■ EXERCISE DIRECTIONS: Everything from the line with "Practice step: label each instance of the man's" to the end of the data should be restated word for word, and nothing before it.

--- start INPUT DATA ---

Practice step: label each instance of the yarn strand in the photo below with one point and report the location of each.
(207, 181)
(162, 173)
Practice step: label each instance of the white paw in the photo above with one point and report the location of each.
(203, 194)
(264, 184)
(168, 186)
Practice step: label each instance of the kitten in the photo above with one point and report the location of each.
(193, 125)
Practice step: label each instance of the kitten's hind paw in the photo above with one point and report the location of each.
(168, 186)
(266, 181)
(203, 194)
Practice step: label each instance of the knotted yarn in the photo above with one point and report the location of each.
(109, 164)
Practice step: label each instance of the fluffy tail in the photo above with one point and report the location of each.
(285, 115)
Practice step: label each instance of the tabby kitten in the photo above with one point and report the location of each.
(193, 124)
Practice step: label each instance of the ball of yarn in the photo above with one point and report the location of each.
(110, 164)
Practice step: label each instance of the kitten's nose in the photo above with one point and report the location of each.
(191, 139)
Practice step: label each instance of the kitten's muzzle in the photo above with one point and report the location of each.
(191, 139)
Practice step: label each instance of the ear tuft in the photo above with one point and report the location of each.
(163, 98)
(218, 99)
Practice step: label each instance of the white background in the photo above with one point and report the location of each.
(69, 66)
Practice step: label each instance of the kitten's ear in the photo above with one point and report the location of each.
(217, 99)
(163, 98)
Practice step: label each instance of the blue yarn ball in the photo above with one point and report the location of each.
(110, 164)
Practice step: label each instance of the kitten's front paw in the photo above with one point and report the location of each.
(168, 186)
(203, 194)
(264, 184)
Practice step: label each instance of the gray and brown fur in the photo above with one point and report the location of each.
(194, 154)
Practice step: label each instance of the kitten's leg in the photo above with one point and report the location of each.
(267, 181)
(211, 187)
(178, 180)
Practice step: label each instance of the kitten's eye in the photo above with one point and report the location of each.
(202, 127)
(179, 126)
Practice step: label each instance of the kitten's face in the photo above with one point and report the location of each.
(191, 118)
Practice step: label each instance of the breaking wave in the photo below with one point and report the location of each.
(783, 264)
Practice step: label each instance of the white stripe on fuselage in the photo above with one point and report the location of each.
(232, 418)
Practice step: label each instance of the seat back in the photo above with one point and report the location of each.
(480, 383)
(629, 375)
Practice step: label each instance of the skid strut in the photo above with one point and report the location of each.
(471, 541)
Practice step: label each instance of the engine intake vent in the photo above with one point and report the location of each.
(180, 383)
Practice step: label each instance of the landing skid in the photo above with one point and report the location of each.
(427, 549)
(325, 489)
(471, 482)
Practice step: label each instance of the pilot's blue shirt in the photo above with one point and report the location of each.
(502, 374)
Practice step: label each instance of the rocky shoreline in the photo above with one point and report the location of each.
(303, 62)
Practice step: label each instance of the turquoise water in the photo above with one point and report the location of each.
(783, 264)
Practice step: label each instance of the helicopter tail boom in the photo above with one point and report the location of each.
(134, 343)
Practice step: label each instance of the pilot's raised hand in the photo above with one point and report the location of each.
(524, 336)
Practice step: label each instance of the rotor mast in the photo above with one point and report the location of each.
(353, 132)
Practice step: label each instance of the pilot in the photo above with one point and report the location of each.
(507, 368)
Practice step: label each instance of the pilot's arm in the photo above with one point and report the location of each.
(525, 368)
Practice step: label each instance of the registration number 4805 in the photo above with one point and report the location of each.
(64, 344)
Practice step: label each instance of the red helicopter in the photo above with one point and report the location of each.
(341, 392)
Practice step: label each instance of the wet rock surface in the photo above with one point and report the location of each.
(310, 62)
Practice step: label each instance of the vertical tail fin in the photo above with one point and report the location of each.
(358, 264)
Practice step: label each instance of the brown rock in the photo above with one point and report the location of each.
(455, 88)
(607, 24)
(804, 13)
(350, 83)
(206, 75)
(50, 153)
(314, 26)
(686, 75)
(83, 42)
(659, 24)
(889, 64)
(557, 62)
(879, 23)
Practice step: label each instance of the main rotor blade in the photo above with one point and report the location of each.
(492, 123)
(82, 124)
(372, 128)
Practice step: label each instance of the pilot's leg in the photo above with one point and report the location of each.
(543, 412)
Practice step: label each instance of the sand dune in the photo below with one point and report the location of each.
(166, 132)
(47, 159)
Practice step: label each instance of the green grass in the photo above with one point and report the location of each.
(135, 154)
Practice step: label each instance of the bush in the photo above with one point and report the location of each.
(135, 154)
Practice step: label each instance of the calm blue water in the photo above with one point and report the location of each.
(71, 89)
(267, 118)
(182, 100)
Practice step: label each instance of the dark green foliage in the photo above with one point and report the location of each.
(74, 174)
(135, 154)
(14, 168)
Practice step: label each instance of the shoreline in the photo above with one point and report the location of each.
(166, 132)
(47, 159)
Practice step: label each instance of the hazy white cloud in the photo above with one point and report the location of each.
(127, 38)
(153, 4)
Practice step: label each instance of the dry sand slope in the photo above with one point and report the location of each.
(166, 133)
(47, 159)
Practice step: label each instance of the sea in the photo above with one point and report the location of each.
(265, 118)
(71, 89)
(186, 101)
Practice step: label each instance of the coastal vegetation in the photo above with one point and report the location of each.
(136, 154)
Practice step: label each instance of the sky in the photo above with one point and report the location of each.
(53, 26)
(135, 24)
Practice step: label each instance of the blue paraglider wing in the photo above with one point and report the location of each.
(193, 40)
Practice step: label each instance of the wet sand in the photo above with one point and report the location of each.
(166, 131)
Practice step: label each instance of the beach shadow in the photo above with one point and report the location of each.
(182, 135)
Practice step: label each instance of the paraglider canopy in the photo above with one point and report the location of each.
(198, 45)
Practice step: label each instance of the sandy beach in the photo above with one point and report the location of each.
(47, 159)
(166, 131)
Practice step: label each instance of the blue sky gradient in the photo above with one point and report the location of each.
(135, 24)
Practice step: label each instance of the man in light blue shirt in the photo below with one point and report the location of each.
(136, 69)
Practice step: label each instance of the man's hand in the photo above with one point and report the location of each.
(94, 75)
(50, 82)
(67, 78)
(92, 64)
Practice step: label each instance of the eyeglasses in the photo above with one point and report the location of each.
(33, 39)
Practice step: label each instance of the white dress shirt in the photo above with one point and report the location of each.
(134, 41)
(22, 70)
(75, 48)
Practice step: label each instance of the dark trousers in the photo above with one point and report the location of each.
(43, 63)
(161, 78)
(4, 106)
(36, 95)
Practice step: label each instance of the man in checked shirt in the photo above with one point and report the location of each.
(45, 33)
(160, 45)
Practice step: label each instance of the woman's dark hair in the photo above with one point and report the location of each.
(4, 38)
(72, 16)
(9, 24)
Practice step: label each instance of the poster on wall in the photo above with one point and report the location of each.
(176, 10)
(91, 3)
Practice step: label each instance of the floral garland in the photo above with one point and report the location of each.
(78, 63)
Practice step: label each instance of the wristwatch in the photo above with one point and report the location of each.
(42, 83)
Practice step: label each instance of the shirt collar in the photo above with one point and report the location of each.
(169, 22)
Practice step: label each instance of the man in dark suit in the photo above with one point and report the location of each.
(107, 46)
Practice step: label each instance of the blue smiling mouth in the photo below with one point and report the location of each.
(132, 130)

--- end INPUT DATA ---

■ FINAL RESULT:
Practice step: label each instance of the man's hand in the photo above with one point and report the location of each.
(94, 75)
(50, 82)
(67, 78)
(92, 64)
Practice step: label each instance of the eyeglasses in the photo above with one point and report the location of each.
(33, 39)
Practice step: label each instance of the white dress shirt in the photo above with one point and report the location of each.
(134, 41)
(22, 70)
(75, 48)
Practice step: label each instance of the dark trousers in the photo above with one point and report the location of each.
(43, 63)
(161, 78)
(4, 106)
(36, 95)
Practice step: label each instance of the man in checked shirt in the photo above with one point and report the location of each.
(45, 33)
(160, 45)
Practice step: label each instance of the woman's dark hair in the photo above with one point and report the location of each.
(4, 38)
(72, 16)
(9, 24)
Practice step: label each instance of the poster on wall in the photo above with one point and report the location of each.
(176, 10)
(91, 3)
Practice step: label each instance of the floral garland in the photo above with one point and report the location of each.
(78, 63)
Practice step: label each instance of the wristwatch in the photo above with one point and report the location of each.
(42, 83)
Practice step: label each instance of the shirt collar in the photo above with one point and report the location of each.
(169, 22)
Practice step: label each instance of the man in dark suit in the photo above with one point and report the location of each.
(107, 46)
Practice step: label each instance of the blue smiling mouth in the photo below with one point and report the location of each.
(132, 130)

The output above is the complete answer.